§ **TESTO CITATO**:
========================================

Sulla diversa questione della riconduzione a equilibrio (economico) del rapporto concessorio, sostiene il Ministero che anche a voler ipotizzare un'estensione delle facoltà e delle attività dei proprietari di reti private, con correlata restrizione dell'ambito di applicazione delle concessioni, Enel Distribuzione avrebbe a sua disposizione strumenti idonei per preservare le condizioni di economicità del servizio.

Ma, osserva il Collegio, proprio queste deduzioni valgono a dimostrare la sussistenza, oltre che di una posizione qualificata e differenziata della ricorrente, anche di una lesione diretta, concreta e attuale alla stessa posizione, stante l'attitudine del Dm a restringere, almeno in potenza — e ciò basta ai fini in considerazione — l'ambito delle concessioni di distribuzione, con conseguente possibile alterazione, in negativo, dei flussi finanziari degli attuali distributori.

2.2. Nel merito, giova muovere dal testo dell'articolo 30, comma 27, legge n. 99/2009, a tenore del quale "al fine di garantire e migliorare la qualità del servizio elettrico ai clienti finali collegati, attraverso reti private con eventuale produzione interna, al sistema elettrico nazionale […], il Ministero dello sviluppo economico determina, entro centoventi giorni dalla data di entrata in vigore della presente legge, nuovi criteri per la definizione dei rapporti intercorrenti fra il gestore della rete, le società di distribuzione in concessione, il proprietario delle reti private ed il cliente finale collegato a tali reti. L'Autorità per l'energia elettrica e il gas è incaricata dell'attuazione dei suddetti criteri al fine del contemperamento e della salvaguardia dei diritti acquisiti, anche con riferimento alla necessità di un razionale utilizzo delle risorse esistenti".

========================================

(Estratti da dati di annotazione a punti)
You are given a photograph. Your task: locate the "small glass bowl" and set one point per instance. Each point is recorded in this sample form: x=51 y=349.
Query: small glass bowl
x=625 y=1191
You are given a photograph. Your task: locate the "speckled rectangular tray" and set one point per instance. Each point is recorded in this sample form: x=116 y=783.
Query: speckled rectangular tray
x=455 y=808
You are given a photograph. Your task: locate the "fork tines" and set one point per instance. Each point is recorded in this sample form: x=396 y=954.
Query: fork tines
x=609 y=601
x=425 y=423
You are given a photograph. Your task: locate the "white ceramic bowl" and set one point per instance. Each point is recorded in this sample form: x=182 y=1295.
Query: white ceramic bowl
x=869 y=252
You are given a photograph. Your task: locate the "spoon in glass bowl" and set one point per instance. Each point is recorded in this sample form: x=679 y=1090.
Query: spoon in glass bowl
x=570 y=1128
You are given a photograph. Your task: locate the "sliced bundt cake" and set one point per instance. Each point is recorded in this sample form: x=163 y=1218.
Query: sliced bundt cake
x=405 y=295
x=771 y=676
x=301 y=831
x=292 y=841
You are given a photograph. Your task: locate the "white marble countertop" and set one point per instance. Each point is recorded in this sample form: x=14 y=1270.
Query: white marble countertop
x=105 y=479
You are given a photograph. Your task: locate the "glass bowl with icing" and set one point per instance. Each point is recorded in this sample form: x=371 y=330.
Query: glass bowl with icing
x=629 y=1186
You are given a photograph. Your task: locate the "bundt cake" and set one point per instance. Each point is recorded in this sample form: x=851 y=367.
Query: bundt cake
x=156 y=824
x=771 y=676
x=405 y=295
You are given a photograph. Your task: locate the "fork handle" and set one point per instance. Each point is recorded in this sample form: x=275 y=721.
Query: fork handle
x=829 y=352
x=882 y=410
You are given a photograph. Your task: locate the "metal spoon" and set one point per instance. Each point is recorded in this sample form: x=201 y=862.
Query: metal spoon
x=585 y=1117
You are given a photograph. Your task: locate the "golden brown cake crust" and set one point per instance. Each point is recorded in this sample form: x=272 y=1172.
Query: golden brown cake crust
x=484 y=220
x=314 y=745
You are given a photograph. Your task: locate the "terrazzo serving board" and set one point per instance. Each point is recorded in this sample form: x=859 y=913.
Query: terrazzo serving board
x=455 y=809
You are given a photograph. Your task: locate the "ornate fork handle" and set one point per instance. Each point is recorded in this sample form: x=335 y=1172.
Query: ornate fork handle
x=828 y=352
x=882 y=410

========================================

§ **ESERCIZI DA SVOLGERE**:
a. Secondo l'articolo 30, comma 27, della legge n. 99/2009, riportato nel testo citato, entro quanto tempo il Ministero dello sviluppo economico deve determinare i nuovi criteri?
b. Trascrivi dal testo citato tutto il passo che va da "Ma, osserva il" fino a "degli attuali distributori.".

§ **SOLUZIONI DEGLI ESERCIZI**:
a. Entro centoventi giorni dalla data di entrata in vigore della legge.

b.
Ma, osserva il Collegio, proprio queste deduzioni valgono a dimostrare la sussistenza, oltre che di una posizione qualificata e differenziata della ricorrente, anche di una lesione diretta, concreta e attuale alla stessa posizione, stante l'attitudine del Dm a restringere, almeno in potenza — e ciò basta ai fini in considerazione — l'ambito delle concessioni di distribuzione, con conseguente possibile alterazione, in negativo, dei flussi finanziari degli attuali distributori.